(Saved entries)

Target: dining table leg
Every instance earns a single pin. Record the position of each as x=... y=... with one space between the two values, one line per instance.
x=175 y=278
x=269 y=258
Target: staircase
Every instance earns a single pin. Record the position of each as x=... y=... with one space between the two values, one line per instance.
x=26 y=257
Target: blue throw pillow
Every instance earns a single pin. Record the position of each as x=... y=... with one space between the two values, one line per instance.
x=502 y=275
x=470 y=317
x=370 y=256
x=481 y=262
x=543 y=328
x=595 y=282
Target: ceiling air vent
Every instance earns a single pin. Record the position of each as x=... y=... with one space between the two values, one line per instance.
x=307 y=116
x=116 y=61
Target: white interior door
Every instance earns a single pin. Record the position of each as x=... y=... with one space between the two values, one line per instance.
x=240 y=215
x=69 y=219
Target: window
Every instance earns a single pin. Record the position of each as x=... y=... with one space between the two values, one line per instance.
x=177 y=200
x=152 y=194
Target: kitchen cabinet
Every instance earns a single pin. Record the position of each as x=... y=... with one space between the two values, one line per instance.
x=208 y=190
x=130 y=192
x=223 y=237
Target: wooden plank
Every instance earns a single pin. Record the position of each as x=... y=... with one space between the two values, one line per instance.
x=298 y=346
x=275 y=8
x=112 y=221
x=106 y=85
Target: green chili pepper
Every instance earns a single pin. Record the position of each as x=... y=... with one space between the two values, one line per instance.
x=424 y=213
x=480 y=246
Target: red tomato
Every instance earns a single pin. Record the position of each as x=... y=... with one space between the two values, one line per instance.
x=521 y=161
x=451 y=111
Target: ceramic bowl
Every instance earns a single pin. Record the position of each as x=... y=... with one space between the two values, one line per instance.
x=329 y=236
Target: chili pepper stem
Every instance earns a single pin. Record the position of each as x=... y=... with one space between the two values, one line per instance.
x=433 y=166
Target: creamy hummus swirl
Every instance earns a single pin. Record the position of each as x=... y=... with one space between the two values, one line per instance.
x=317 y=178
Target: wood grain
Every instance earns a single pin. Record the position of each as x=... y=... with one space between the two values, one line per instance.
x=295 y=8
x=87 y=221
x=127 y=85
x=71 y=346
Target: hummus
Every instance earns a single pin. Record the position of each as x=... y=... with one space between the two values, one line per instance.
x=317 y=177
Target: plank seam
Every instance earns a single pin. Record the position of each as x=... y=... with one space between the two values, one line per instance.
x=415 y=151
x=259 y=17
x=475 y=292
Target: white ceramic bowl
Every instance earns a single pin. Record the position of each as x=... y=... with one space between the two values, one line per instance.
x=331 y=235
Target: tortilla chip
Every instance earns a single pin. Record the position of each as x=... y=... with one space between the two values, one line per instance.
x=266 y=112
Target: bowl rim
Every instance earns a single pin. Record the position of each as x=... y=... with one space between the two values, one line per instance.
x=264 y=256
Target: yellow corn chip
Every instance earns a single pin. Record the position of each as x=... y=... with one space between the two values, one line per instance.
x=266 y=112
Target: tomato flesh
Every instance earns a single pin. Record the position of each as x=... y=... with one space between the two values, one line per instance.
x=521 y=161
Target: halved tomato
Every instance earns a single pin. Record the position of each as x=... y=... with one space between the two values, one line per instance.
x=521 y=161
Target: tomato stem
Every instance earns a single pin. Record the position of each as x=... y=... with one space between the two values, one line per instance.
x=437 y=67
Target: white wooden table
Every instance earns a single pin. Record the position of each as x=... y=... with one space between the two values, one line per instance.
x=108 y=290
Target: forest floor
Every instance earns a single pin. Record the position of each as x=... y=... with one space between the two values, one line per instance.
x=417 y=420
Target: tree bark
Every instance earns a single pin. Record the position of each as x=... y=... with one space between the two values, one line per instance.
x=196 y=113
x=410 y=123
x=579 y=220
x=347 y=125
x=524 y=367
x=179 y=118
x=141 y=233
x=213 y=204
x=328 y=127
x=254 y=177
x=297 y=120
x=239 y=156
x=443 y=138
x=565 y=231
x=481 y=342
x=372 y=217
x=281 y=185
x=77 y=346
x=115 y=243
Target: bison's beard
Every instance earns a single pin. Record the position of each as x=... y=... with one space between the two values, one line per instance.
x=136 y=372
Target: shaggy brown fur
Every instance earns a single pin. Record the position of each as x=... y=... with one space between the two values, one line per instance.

Problem to work on
Arrange all the items above as a numbered list, leaving out blank lines.

Answer
1. Target: dining table leg
2. Every instance earns a single pin. Record the position of each as x=... y=... with one space between the two values, one line per instance.
3. x=175 y=278
4. x=269 y=258
5. Target: staircase
6. Every instance earns a single pin. Record the position of each as x=... y=... with one space between the two values, one line per instance.
7. x=26 y=257
8. Target: blue throw pillow
9. Every instance earns a single pin. Record the position of each as x=... y=... with one space between the two values, one line per instance.
10. x=502 y=275
11. x=470 y=317
12. x=370 y=256
13. x=481 y=262
14. x=543 y=328
15. x=595 y=282
16. Target: ceiling air vent
17. Every instance earns a single pin. Record the position of each as x=... y=... with one space between the two values, one line per instance.
18. x=307 y=116
19. x=116 y=61
20. Target: white interior door
21. Every instance earns a single pin. Record the position of each as x=... y=... with one space between the two values, one line per instance.
22. x=240 y=215
23. x=69 y=219
24. Target: window
25. Every instance earns a single pin. Record the position of each as x=... y=... with one space between the two values, one line per instance.
26. x=177 y=200
27. x=152 y=194
28. Target: kitchen cabinet
29. Every instance earns a single pin. Record the position of each as x=... y=... with one space between the two values, one line per instance.
30. x=208 y=190
31. x=130 y=192
32. x=223 y=237
33. Target: wooden plank
34. Every instance earns a single pin. Record the position of each as x=... y=... with one space between the two values, one line per instance.
35. x=298 y=346
36. x=275 y=8
37. x=112 y=221
38. x=106 y=85
39. Target: green chili pepper
40. Every instance earns a single pin. Record the position of each as x=... y=... with one space between the two values, one line per instance.
41. x=424 y=213
42. x=480 y=246
43. Target: red tomato
44. Every instance earns a single pin. Record the position of each as x=... y=... with one space between the two values, one line per instance.
45. x=521 y=161
46. x=451 y=111
47. Target: ceramic bowl
48. Every instance earns a single pin. Record the position of each as x=... y=... with one space between the two values, one line per instance.
49. x=329 y=236
50. Target: chili pepper stem
51. Every instance earns a single pin. Record the position of each as x=... y=... with one space between the two values, one line per instance.
52. x=433 y=166
53. Target: creamy hummus swirl
54. Every instance earns a single pin. Record the position of each as x=... y=... with one space between the two values, one line per instance.
55. x=317 y=178
56. Target: wood grain
57. Every instance earns a single pin. Record the position of each as x=... y=... with one space between the two values, one line per instance.
58. x=295 y=8
59. x=87 y=221
60. x=127 y=85
61. x=71 y=346
62. Target: hummus
63. Every instance earns a single pin. Record the position of each as x=... y=... with one space between the two values, one line per instance.
64. x=317 y=177
65. Target: plank seam
66. Every instance earns a single pin. Record the position of each as x=... y=... with one space between the two values, one line per instance.
67. x=415 y=151
68. x=259 y=17
69. x=475 y=292
70. Target: white ceramic bowl
71. Every instance earns a single pin. Record the position of each as x=... y=... with one space between the two values, one line per instance.
72. x=331 y=235
73. Target: tortilla chip
74. Every instance earns a single pin. Record the position of each as x=... y=... with one space between the two values, one line per instance.
75. x=266 y=112
76. Target: bowl rim
77. Every instance earns a single pin. Record the position of each as x=... y=... with one space between the two values, one line per instance.
78. x=264 y=256
79. Target: yellow corn chip
80. Every instance earns a single pin. Record the position of each as x=... y=... with one space between the two values, one line per instance.
81. x=266 y=112
82. Target: tomato flesh
83. Every instance earns a single pin. Record the position of each as x=... y=... with one space between the two values, one line per instance.
84. x=521 y=161
85. Target: halved tomato
86. Every instance earns a single pin. Record the position of each as x=... y=... with one space between the two values, one line per instance.
87. x=521 y=161
88. Target: tomato stem
89. Every instance earns a single pin. Record the position of each as x=... y=... with one space between the two values, one line per instance.
90. x=437 y=67
91. Target: white wooden table
92. Every instance earns a single pin. Record the position of each as x=... y=... with one space between the two values, one line per instance.
93. x=108 y=290
94. Target: forest floor
95. Every instance earns a single pin. Record the position of each as x=... y=... with one space between the two values, one line per instance.
96. x=417 y=420
97. Target: tree bark
98. Every instance earns a single pin. Record the position of each as x=... y=... with one space between the two values, one line per instance.
99. x=196 y=113
100. x=410 y=123
101. x=579 y=220
102. x=347 y=125
103. x=524 y=367
104. x=179 y=118
105. x=141 y=233
106. x=213 y=204
107. x=328 y=127
108. x=254 y=177
109. x=297 y=120
110. x=239 y=156
111. x=443 y=138
112. x=565 y=231
113. x=481 y=342
114. x=372 y=217
115. x=281 y=185
116. x=77 y=346
117. x=115 y=243
118. Target: bison's beard
119. Every instance earns a single pin. Record the position of each as x=... y=... with one space between the two values, one line per instance.
120. x=136 y=372
121. Target: shaggy brown fur
122. Every instance earns a single pin. Record the position of each as x=... y=... with one space between the two values, one line per instance.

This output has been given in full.